“I know engineers, they love to change things.” (Dr. Leonard McCoy – Star Trek: The Motion Picture)
If you’re seeing this it’s because all the things this engineer changed, worked.
It’s no secret that I enjoy playing with technology. For no other reason than that, I moved 7takeaways.com to a new webserver. The old was the virtual server that hosts askleo.com among several other websites. The new is a server provided by Amazon Web Services, aka “AWS”. I talked about AWS at length in a recent podcast episode, but the hidden reality is that many, many websites and other online services are hosted in Amazon’s data centers. As just one perhaps surprising example: Netflix. The way servers are managed on AWS is completely different than anywhere else, and exceptionally powerful and flexible. My curiosity got the better of me, and I decided to start playing. I’ve learned a lot, to be sure, with more coming down the pipeline.
Assuming, of course, this makes its way to you.
1. “Creativity comes from the mastery of any domain.”
90 Days of Creative Motivation – Todd Brison – (ebook)
ANY domain. This is one of those concepts I truly wished more people would understand. Even the most mundane activity has the seeds of creative opportunity. While I was a box boy at a grocery store, I had opportunity. When I became a stocker at the store opportunities remained. I’ve long said that programming & writing software is more of an art than a science at times, all the way down to making code look “pretty”. And of course the writing I do now, both technical and personal is easily understood to be a creative endeavor.
You’ve heard me say that everything / every day is an experiment. Every activity is an opportunity for creativity as well.
Do this: take a look at something you do that you take for granted, perhaps even as another “chore”. What are the opportunities for creativity you’re overlooking?
1a. Stairwell + Singer = Magic
“Ave Maria” in a stairwell with the best acoustics EVER – Lauren Paley – (YouTube)
Bonus takeaway: an hour or two after writing the takeaway above, I ran into this video of a talented singer making use of a local stairwell to make amazing recordings of some popular and familiar music. Sure, she’s a talented signer, but the videos show some real out-of-the-box creativity with amazing results.
Do this: listen. And then consider what out-of-the-box creativity might apply to your world.
2. “They’re going to crucify you for staying the same. If you change, they’re going to crucify you for changing.”
The Practice: Shipping Creative Work – Seth Godin – (ebook)
Think of it as the creative’s dilemma. Do I keep doing what I’m doing, or do I change what I’m doing to something better? It’s a classic case of not being able to please everyone all the time. Trust me, I run into this all the time. The only real answer? Let it go. Do what you do, change what you think needs changing, and keep on creating.

→ Recorded information
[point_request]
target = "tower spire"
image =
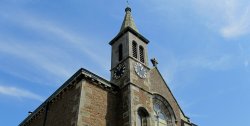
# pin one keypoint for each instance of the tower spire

→ What the exercise asks
Render into Spanish this sentence from the creativity excerpt above: "Even the most mundane activity has the seeds of creative opportunity."

→ The answer
Incluso la actividad más mundana contiene las semillas de la oportunidad creativa.